-- START OF TEXT PASSAGE --
Posted on 07/01/2014 7:22:00 AM PDT by Jack Hydrazine
The usual brilliance.
Some key excerpts from the article:
“By a mixture of ideology and fiscal and social policies, the family has been systematically fractured and destroyed in England, at least in the lowest part of the society that, unfortunately, needs family solidarity the most.
“Certainly the notions of dependence and independence have changed. I remember a population that was terrified of falling into dependence on the state, because such dependence, apart from being unpleasant in itself, signified personal failure and humiliation. But there has been an astonishing gestalt switch in my lifetime. Independence has now come to mean independence of the people to whom one is related and dependence on the state...by which they meant independent of the fathers of their children...The state would provide. In the new dispensation the state, as well as television, is father to the child.
“When I started out as a doctor in the mid-1970s, those who received state benefits would say, I receive my check on Friday. Now people who receive such benefits say, I get paid on Friday. [T]o say that they get paid on Friday is to imply that they are receiving money in return for something.
“[A]bout the intellectual and moral corruption wrought by the state in recent years[t]he governments of Britain, of both political parties, managed to lessen the official rate of unemployment by the simple expedient of shifting people from the ranks of the unemployed to the ranks of the sick. [B]y 2006a year of economic boom, rememberthe British welfare state had achieved the remarkable feat of producing more invalids than the First World War. This feat, then, could have been achieved only by the willing corruption of the unemployed themselves[a]nd the government was only too happy, for propaganda purposes, to connive at such large-scale fraud.
“[W]e [have] destroyed all economic incentive for [unemployed people] to work.”
The rich have essentially rendered the poor into animals.
Thanks for posting!
It IS an excellent article and has been downloaded, saved and passed along.
Thanks for making us aware of this. I’ve enjoyed reading articles by “Theodore Dalrymple” but was unaware of his background.
I also like his quote from Kipling: ‘ What should they know of England who only England know? Indeed, what should anyone know of anywhere, who only that place knows? ‘
Like Dr. Daniels, Mrs. BN & I have also spent a great deal of time in rural Africa. Whenever some politician, celebrity or news commentator starts blathering about “Poverty in America”, she usually looks at me and says, “They really don’t have a clue as to what real poverty is, do they?”
I would change that to say, The SOCIALIST GOVERNMENT has essentially rendered the poor into animals. That is the ideological and historical legacy of socialism.
Several years ago, Dr Daniels published a book called “Life at the Bottom” under the pen name Theodore Dalrymple. It addresses the same subject as this article, but in more depth. It is a profound book.
And who is the biggest promoter of collectivism which turns human beings into domesticated animals (the allusion for George Orwell’s,”Animal Farm”)?
The one percenters!
It all started with British industrialist, Robert Owen, who was of the opinion that collectivism would solve man’s social ills. He even came to America and started the first commune in 1826 in New Harmony, Indiana.
-- END OF TEXT PASSAGE --
-- START OF DATASET CONTENT --
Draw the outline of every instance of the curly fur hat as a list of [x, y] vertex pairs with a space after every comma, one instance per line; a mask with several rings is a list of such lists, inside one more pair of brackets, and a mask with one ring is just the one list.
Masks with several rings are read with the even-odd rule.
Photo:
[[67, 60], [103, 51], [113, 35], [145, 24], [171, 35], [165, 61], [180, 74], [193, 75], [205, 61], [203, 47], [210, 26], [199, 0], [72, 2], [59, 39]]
-- END OF DATASET CONTENT --
* _WRITTEN PROBLEM A_
Can you restate the thread's paragraph beginning "When I started out as a doctor" more briefly while keeping its main facts?
* _WRITTEN PROBLEM B_
Does the thread support each statement? (i) Robert Owen started the first commune in New Harmony, Indiana, in 1826. (ii) Dr Daniels published "Life at the Bottom" under his own name. (iii) The writer quoted from the article started out as a doctor in the mid-1980s.
The material placed after the thread is separate from it.

* _TASK SOLUTION A_
When the writer began working as a doctor in the mid-1970s, people on state benefits said they received their check on Friday. Now they say they get paid on Friday, which implies they are getting money in return for something.

* _TASK SOLUTION B_
(i) Yes: "He even came to America and started the first commune in 1826 in New Harmony, Indiana."
(ii) No: "published a book called “Life at the Bottom” under the pen name Theodore Dalrymple"
(iii) No: "When I started out as a doctor in the mid-1970s"